+++ THE INPUT +++

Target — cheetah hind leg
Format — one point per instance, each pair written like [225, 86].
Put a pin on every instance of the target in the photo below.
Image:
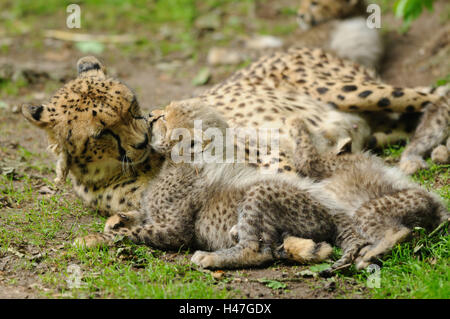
[305, 251]
[243, 254]
[124, 219]
[370, 254]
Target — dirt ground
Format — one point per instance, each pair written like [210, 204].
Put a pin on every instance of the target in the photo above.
[417, 58]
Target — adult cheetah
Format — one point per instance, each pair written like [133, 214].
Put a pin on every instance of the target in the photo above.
[100, 136]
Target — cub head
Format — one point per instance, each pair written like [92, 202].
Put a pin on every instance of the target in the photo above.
[314, 12]
[186, 125]
[92, 122]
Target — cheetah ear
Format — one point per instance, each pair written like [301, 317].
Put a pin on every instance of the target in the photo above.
[90, 66]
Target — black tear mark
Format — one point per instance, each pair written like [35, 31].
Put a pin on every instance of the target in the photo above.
[141, 145]
[384, 102]
[87, 67]
[36, 112]
[349, 88]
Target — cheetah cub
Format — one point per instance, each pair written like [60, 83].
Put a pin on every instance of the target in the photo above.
[382, 202]
[236, 215]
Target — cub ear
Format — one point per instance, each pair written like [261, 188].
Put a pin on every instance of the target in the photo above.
[90, 66]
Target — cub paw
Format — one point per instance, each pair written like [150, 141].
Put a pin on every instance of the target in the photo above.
[297, 127]
[234, 234]
[120, 220]
[411, 165]
[440, 155]
[371, 253]
[204, 259]
[89, 241]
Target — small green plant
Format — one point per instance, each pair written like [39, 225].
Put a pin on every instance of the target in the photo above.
[409, 10]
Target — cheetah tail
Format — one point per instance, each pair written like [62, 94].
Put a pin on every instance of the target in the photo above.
[306, 250]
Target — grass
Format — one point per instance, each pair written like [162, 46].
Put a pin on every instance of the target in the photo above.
[34, 223]
[41, 223]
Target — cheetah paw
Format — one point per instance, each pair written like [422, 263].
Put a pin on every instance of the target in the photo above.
[234, 233]
[371, 253]
[89, 241]
[411, 165]
[204, 259]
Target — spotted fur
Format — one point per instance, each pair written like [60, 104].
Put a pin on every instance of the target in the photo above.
[95, 126]
[255, 219]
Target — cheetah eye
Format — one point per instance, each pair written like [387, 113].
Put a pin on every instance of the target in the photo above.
[99, 134]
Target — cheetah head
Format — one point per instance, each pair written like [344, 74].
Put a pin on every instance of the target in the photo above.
[185, 124]
[314, 12]
[93, 123]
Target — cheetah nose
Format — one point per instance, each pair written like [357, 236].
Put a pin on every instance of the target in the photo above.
[35, 111]
[346, 148]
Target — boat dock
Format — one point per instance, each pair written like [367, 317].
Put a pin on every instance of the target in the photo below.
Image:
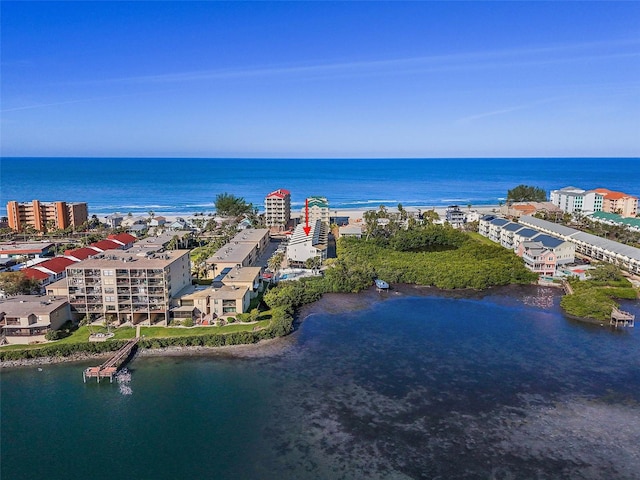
[620, 318]
[111, 366]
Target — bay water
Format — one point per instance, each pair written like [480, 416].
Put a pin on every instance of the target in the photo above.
[414, 383]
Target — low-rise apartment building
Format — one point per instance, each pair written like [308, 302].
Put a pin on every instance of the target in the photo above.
[618, 202]
[537, 258]
[242, 251]
[28, 318]
[301, 246]
[134, 286]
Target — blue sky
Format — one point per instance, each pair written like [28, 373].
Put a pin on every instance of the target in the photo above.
[320, 79]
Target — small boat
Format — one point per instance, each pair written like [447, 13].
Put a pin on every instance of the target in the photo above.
[381, 284]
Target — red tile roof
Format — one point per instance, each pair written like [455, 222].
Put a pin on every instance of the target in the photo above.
[57, 264]
[123, 238]
[106, 245]
[81, 253]
[34, 274]
[280, 193]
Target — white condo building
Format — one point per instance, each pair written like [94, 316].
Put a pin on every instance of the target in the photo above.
[572, 199]
[277, 207]
[318, 210]
[301, 246]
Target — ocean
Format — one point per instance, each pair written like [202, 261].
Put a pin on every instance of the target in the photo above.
[187, 185]
[410, 384]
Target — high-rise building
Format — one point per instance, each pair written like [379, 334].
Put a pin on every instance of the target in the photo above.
[572, 199]
[43, 216]
[618, 202]
[318, 210]
[277, 206]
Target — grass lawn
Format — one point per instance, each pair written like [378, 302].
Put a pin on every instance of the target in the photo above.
[81, 335]
[476, 236]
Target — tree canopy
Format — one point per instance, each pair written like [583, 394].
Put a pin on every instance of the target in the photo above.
[227, 204]
[526, 193]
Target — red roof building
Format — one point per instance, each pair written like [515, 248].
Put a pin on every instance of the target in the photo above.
[80, 254]
[123, 239]
[104, 245]
[35, 274]
[55, 266]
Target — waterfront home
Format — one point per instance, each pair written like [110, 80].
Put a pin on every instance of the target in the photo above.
[277, 209]
[350, 230]
[572, 199]
[204, 304]
[302, 247]
[592, 246]
[455, 216]
[618, 202]
[537, 258]
[135, 285]
[243, 250]
[28, 318]
[44, 216]
[318, 210]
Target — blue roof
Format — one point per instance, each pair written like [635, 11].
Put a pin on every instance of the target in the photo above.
[548, 241]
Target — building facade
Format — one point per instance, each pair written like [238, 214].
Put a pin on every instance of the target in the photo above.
[277, 208]
[44, 216]
[128, 286]
[572, 200]
[617, 202]
[302, 247]
[26, 319]
[318, 210]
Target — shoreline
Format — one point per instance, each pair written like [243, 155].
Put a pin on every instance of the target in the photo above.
[355, 213]
[263, 348]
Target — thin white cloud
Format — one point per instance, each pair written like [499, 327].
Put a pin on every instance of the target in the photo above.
[583, 52]
[507, 110]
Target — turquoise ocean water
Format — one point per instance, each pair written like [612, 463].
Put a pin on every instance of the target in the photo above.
[408, 385]
[175, 185]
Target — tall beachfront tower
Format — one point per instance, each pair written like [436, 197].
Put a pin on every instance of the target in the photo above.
[277, 207]
[44, 216]
[318, 210]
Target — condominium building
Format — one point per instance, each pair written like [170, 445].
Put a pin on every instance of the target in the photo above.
[242, 251]
[618, 202]
[135, 285]
[301, 246]
[318, 210]
[277, 207]
[43, 216]
[572, 199]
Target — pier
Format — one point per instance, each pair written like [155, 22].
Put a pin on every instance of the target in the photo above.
[110, 367]
[621, 318]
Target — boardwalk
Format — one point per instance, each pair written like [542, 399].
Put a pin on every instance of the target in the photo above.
[110, 367]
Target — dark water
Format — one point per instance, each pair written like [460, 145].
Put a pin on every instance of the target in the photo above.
[405, 385]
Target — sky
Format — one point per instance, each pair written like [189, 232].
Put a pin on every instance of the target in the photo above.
[320, 79]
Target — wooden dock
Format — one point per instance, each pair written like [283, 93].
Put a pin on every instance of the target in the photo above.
[620, 318]
[111, 366]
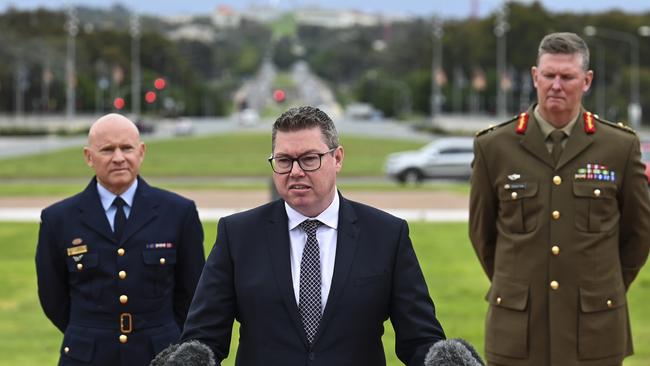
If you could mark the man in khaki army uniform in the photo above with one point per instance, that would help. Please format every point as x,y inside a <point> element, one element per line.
<point>560,221</point>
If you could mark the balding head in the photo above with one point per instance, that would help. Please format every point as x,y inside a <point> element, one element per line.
<point>115,152</point>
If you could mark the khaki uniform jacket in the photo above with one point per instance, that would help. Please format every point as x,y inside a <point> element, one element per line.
<point>560,244</point>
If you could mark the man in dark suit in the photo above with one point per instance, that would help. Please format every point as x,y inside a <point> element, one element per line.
<point>559,219</point>
<point>118,263</point>
<point>312,277</point>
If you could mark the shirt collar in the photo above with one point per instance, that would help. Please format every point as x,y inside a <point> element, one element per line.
<point>547,128</point>
<point>329,217</point>
<point>107,196</point>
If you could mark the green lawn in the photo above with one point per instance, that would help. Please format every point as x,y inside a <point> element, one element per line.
<point>227,155</point>
<point>455,280</point>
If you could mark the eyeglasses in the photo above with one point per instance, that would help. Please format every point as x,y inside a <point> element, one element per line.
<point>307,162</point>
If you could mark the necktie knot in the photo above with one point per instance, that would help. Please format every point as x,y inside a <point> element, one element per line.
<point>310,226</point>
<point>119,202</point>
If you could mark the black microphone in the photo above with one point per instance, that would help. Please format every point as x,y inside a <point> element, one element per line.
<point>452,352</point>
<point>191,353</point>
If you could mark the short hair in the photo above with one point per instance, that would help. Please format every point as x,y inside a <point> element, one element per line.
<point>306,117</point>
<point>564,43</point>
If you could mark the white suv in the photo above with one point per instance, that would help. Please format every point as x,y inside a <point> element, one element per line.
<point>447,157</point>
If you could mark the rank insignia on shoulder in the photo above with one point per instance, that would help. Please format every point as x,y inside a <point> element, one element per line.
<point>77,250</point>
<point>522,123</point>
<point>588,119</point>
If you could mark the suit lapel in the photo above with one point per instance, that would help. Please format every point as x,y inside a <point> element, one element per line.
<point>143,211</point>
<point>278,244</point>
<point>346,247</point>
<point>91,211</point>
<point>577,142</point>
<point>533,141</point>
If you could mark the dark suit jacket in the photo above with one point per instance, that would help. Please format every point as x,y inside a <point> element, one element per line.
<point>561,243</point>
<point>78,263</point>
<point>376,277</point>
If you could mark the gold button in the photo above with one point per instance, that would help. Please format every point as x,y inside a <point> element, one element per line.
<point>555,250</point>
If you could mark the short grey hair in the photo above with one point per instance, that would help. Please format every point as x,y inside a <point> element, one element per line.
<point>564,43</point>
<point>306,117</point>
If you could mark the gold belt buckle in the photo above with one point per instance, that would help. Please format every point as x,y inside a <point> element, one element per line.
<point>126,323</point>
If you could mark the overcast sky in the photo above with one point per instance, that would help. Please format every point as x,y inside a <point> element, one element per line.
<point>445,8</point>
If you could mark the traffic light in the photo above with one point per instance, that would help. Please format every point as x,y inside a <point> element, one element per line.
<point>279,95</point>
<point>118,103</point>
<point>150,97</point>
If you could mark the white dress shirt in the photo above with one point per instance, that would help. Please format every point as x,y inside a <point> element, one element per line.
<point>107,198</point>
<point>326,236</point>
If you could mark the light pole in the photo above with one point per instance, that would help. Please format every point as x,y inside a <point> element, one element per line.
<point>72,26</point>
<point>436,67</point>
<point>634,107</point>
<point>500,29</point>
<point>135,66</point>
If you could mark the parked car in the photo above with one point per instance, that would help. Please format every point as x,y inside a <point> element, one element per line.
<point>447,157</point>
<point>645,157</point>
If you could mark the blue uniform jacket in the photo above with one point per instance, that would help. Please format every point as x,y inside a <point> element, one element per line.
<point>118,303</point>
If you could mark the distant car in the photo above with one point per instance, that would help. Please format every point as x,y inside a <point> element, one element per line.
<point>645,158</point>
<point>444,158</point>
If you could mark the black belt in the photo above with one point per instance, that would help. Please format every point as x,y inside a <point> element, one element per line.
<point>124,322</point>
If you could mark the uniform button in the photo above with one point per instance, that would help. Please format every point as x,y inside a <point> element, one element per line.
<point>557,180</point>
<point>555,250</point>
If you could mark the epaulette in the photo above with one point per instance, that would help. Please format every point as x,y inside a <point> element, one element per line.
<point>492,127</point>
<point>618,125</point>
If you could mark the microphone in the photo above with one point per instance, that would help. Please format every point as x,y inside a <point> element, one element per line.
<point>452,352</point>
<point>191,353</point>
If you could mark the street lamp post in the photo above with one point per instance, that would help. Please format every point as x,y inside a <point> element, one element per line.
<point>72,26</point>
<point>500,29</point>
<point>634,107</point>
<point>135,66</point>
<point>436,67</point>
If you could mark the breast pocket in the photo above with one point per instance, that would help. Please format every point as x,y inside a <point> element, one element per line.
<point>596,206</point>
<point>159,269</point>
<point>517,207</point>
<point>84,277</point>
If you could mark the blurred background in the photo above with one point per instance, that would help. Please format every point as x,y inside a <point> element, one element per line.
<point>408,83</point>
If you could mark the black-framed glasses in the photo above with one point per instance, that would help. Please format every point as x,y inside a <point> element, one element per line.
<point>307,162</point>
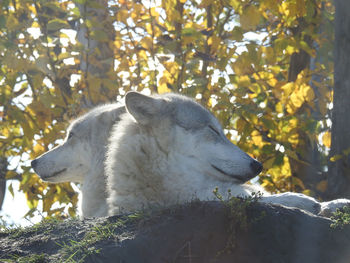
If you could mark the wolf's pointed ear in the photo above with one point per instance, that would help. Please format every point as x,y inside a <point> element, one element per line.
<point>143,108</point>
<point>111,115</point>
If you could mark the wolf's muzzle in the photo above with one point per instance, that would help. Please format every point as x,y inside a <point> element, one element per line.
<point>256,167</point>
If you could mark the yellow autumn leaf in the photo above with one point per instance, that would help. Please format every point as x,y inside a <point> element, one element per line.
<point>297,99</point>
<point>163,88</point>
<point>250,17</point>
<point>326,139</point>
<point>147,43</point>
<point>123,15</point>
<point>308,93</point>
<point>257,138</point>
<point>38,149</point>
<point>322,186</point>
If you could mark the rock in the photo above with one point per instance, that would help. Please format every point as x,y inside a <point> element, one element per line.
<point>196,232</point>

+++

» **WHAT TO DO**
Reproduce the lines of the listing word for word, from the line holding "If you could mark the wolf's muzzle" through the end of the listing, inclusive.

» **ANSWER TO THE PROBLEM**
If you could mark the wolf's muzzle in the photo above with one point per instance, that would help. Please format every point as x,y inside a <point> element, one element per line.
<point>256,167</point>
If you could mark the yellow autumn leaf in the photo above with one point per instance, that would help. Please format every point as x,y inside a <point> element, one element per line.
<point>297,99</point>
<point>163,88</point>
<point>250,17</point>
<point>326,139</point>
<point>147,43</point>
<point>123,15</point>
<point>308,93</point>
<point>257,138</point>
<point>38,149</point>
<point>322,186</point>
If you could mark the rock in the photo above with one point per instance, that would help. Please format every point as x,y inside a <point> element, one element per line.
<point>196,232</point>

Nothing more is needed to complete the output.